▼▼▼
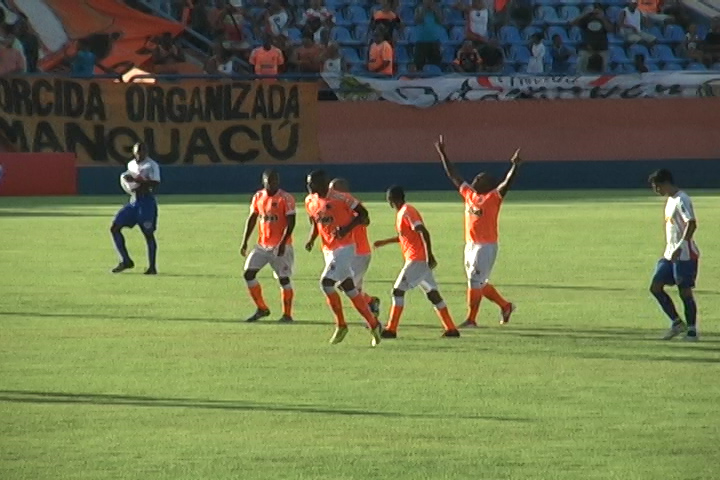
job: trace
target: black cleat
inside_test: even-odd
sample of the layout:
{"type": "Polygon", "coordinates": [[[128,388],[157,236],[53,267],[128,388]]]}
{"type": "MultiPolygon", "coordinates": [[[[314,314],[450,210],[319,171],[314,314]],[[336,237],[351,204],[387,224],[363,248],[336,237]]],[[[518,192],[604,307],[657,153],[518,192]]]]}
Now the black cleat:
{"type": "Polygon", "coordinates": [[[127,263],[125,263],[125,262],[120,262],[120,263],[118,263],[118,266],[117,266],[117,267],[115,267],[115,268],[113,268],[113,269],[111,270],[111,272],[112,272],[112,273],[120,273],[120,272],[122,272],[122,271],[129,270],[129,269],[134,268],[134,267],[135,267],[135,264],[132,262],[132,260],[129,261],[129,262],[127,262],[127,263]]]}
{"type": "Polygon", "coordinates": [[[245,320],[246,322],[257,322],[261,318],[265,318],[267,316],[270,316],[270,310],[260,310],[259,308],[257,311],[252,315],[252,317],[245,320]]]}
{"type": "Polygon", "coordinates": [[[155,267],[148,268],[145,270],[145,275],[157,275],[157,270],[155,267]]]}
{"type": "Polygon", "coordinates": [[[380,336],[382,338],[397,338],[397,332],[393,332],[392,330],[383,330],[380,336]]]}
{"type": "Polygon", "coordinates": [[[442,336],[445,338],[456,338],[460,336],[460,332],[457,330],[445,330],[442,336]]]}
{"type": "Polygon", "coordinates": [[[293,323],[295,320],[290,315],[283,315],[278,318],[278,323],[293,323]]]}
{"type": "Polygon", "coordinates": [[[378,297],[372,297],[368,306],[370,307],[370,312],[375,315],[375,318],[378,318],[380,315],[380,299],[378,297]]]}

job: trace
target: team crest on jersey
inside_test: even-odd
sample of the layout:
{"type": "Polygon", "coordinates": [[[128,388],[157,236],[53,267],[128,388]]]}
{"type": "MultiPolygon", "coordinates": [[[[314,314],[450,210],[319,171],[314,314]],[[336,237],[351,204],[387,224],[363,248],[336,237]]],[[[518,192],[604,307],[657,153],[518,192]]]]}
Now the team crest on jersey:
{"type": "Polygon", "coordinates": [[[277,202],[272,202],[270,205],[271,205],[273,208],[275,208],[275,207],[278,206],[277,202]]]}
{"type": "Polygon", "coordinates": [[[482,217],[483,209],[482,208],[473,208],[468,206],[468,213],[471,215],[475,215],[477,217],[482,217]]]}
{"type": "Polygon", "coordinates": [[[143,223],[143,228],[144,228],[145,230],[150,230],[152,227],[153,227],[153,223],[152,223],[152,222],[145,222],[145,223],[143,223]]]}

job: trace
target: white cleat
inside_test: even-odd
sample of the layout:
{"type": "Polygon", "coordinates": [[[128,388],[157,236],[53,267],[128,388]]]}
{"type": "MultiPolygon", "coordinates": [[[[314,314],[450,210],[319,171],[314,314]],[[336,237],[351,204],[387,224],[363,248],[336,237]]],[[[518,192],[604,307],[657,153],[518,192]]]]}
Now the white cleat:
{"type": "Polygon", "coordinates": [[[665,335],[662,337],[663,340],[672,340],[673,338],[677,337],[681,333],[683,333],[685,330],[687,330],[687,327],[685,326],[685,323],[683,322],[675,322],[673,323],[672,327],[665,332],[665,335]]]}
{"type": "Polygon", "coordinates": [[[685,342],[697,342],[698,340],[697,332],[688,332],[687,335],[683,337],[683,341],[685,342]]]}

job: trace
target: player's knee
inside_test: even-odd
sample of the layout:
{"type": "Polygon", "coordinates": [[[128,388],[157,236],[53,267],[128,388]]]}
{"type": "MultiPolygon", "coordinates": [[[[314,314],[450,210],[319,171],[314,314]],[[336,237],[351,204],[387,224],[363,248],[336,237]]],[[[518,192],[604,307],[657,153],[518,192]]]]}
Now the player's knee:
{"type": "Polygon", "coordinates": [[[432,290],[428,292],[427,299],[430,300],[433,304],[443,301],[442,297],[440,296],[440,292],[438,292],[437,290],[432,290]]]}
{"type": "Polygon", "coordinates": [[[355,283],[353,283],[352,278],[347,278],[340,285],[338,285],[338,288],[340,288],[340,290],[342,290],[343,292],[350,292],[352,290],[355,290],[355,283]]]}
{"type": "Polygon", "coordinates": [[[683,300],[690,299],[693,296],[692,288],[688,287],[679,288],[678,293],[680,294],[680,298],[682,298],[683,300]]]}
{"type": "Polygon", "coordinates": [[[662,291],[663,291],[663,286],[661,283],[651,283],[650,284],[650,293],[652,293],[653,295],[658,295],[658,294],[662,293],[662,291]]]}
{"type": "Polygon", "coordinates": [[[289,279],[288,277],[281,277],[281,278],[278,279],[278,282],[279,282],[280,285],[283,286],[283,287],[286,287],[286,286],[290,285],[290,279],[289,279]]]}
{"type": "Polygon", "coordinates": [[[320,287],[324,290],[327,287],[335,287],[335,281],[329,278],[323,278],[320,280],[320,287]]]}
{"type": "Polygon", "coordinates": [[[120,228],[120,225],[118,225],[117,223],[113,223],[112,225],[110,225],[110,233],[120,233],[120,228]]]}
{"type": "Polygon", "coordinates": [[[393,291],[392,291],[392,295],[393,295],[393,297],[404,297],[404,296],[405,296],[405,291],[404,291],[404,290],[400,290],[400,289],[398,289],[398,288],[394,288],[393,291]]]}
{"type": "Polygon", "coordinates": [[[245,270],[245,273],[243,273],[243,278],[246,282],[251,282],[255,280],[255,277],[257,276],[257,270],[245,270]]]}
▲▲▲
▶ [Problem]: A line belongs in the answer if it contains the word "target"; please copy each such line from the material.

▶ [Response to the task]:
target: black cleat
target: team crest on jersey
target: white cleat
target: player's knee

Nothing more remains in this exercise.